### What is being asked
Copy the stretch of lines from the one containing "Pick out one" through the end of the lines, keeping them unchanged.

-- Begin Data section --

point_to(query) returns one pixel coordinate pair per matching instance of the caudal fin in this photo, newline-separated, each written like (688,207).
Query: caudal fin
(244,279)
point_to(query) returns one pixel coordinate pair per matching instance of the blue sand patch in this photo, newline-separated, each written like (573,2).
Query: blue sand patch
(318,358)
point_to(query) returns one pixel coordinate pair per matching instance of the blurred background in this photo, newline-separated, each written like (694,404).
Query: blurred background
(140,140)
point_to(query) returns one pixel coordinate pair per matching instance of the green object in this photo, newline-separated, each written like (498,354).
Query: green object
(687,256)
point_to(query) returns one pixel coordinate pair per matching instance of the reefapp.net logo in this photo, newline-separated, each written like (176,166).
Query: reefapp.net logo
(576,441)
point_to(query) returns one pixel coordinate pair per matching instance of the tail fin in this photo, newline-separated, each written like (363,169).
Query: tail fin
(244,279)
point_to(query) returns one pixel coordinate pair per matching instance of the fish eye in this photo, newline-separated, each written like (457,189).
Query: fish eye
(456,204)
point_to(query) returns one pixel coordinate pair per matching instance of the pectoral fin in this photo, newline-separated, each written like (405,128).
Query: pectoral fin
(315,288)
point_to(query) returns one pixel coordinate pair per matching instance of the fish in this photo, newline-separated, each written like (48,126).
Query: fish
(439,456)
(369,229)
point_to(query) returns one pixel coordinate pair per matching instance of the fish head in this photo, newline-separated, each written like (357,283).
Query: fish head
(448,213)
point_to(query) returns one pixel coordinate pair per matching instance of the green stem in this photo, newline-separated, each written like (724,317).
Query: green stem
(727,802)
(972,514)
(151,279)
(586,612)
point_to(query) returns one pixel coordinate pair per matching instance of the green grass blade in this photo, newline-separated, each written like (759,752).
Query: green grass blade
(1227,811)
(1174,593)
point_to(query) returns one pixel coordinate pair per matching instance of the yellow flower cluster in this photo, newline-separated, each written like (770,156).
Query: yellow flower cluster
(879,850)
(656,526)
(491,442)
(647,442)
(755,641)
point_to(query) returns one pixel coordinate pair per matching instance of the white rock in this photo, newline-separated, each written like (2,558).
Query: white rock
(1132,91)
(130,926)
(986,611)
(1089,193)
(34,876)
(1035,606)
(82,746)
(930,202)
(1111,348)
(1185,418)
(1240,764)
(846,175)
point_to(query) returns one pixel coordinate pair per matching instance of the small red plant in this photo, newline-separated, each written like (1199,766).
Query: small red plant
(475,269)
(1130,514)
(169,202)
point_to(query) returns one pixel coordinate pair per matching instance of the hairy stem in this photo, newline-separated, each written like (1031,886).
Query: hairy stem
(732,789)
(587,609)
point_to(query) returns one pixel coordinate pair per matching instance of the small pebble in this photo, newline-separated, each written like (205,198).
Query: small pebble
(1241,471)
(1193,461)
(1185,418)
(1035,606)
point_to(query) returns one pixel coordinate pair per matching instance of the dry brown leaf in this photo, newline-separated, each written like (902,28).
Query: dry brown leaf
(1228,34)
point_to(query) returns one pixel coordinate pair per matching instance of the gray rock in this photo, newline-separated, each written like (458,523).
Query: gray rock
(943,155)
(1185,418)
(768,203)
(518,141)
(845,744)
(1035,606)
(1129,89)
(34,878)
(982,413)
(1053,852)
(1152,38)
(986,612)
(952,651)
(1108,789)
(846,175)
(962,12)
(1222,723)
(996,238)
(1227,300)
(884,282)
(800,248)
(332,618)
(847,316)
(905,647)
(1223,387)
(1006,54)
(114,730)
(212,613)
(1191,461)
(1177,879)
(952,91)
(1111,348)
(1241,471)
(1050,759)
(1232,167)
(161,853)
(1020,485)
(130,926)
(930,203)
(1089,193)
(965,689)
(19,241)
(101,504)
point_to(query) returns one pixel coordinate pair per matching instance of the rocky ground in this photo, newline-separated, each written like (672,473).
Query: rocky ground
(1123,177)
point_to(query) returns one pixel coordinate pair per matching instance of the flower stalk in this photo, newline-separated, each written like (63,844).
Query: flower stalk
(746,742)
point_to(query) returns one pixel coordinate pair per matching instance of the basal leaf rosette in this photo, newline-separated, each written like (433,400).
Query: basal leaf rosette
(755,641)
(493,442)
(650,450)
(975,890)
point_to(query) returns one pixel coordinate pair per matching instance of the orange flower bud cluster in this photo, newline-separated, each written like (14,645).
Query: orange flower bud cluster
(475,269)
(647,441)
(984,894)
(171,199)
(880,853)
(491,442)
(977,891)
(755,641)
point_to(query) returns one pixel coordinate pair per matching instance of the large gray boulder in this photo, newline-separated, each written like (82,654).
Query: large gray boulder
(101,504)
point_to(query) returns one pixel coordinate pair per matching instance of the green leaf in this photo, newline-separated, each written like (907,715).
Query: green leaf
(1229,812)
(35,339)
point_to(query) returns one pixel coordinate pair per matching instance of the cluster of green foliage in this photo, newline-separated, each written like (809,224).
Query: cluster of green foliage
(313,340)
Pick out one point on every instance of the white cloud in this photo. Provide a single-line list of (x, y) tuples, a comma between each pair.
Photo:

-- End Data section --

### Written answer
Pick out one point on every instance of the white cloud in this photo. Provide a single-line list of (x, y) tuples, a comma between each pair.
Photo:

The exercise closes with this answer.